Supplied passage ->

## BEGIN

Add struct nexthop and nh_list list_head to fib6_info. nh_list is the
fib6_info side of the nexthop <-> fib_info relationship. Since a fib6_info
referencing a nexthop object can not have 'sibling' entries (the old way
of doing multipath routes), the nh_list is a union with fib6_siblings.

Add f6i_list list_head to 'struct nexthop' to track fib6_info entries
using a nexthop instance. Update __remove_nexthop_fib to walk f6_list
and delete fib entries using the nexthop.

Add a few nexthop helpers for use when a nexthop is added to fib6_info:
- nexthop_fib6_nh - return first fib6_nh in a nexthop object
- fib6_info_nh_dev moved to nexthop.h and updated to use nexthop_fib6_nh
  if the fib6_info references a nexthop object
- nexthop_path_fib6_result - similar to ipv4, select a path within a
  multipath nexthop object. If the nexthop is a blackhole, set
  fib6_result type to RTN_BLACKHOLE, and set the REJECT flag

Update the fib6_info references to check for nh and take a different path
as needed:
- rt6_qualify_for_ecmp - if a fib entry uses a nexthop object it can NOT
  be coalesced with other fib entries into a multipath route
- rt6_duplicate_nexthop - use nexthop_cmp if either fib6_info references
  a nexthop
- addrconf (host routes), RA's and info entries (anything configured via
  ndisc) does not use nexthop objects
- fib6_info_destroy_rcu - put reference to nexthop object
- fib6_purge_rt - drop fib6_info from f6i_list
- fib6_select_path - update to use the new nexthop_path_fib6_result when
  fib entry uses a nexthop object
- rt6_device_match - update to catch use of nexthop object as a blackhole
  and set fib6_type and flags.

## END

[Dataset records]

## BEGIN

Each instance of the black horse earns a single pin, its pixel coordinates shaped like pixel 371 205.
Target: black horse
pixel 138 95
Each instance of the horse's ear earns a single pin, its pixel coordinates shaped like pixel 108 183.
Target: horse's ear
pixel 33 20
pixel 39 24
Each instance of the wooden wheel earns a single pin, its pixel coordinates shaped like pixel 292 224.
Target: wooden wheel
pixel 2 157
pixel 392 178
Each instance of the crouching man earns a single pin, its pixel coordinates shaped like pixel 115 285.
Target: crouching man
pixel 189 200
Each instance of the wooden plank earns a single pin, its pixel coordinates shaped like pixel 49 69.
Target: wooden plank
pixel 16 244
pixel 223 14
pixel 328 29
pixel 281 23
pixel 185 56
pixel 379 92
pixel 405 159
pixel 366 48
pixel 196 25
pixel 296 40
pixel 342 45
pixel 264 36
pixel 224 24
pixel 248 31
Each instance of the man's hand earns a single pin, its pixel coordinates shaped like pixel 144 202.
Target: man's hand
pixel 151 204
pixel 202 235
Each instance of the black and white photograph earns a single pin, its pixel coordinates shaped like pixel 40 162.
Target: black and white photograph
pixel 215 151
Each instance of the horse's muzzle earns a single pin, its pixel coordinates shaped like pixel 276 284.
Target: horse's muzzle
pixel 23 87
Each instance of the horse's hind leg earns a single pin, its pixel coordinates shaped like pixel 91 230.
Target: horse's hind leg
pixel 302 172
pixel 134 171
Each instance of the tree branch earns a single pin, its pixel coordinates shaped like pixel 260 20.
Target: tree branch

## END

Tasks for this exercise ->
[a] Return the part of the nexthop patch description starting with "Add f6i_list list_head" and going on through "using the nexthop.".
[b] Carry the nexthop patch description further, picking up right after its final line.
The rows are separate material and unrelated to the nexthop patch description.

Final results ->
[a]
Add f6i_list list_head to 'struct nexthop' to track fib6_info entries
using a nexthop instance. Update __remove_nexthop_fib to walk f6_list
and delete fib entries using the nexthop.

[b]
- ip6_pol_route - detect the REJECT flag getting set for blackhole nexthop
  and jump to ip6_create_rt_rcu
- ip6_route_info_create - don't add space for fib6_nh if fib entry is
  going to reference a nexthop object, take a reference to nexthop object,
  disallow use of source routing
- rt6_nlmsg_size - add space for RTA_NH_ID
- add rt6_fill_node_nexthop to add nexthop data on a dump

As with ipv4, most of the changes push existing code into the else branch
of whether the fib entry uses a nexthop object.

Update the nexthop code to walk f6i_list on a nexthop deleted to remove
fib entries referencing it.

Signed-off-by: David Ahern <dsahern@gmail.com>
---
 include/net/ip6_fib.h   |  11 ++--
 include/net/ip6_route.h |  13 +++-
 include/net/nexthop.h   |  50 ++++++++++++++++
 net/ipv4/nexthop.c      |  44 ++++++++++++++
 net/ipv6/addrconf.c     |   5 ++
 net/ipv6/ip6_fib.c      |  22 +++++--
 net/ipv6/ndisc.c        |   3 +-
 net/ipv6/route.c        | 156 +++++++++++++++++++++++++++++++++++++++++-------
 8 files changed, 268 insertions(+), 36 deletions(-)

diff --git a/include/net/ip6_fib.h b/include/net/ip6_fib.h
index ebe5d65f97e0..1a8acd51b277 100644
--- a/include/net/ip6_fib.h
+++ b/include/net/ip6_fib.h
@@ -146,7 +146,10 @@ struct fib6_info {
 	 * destination, but not the same gateway. nsiblings is just a cache
 	 * to speed up lookup.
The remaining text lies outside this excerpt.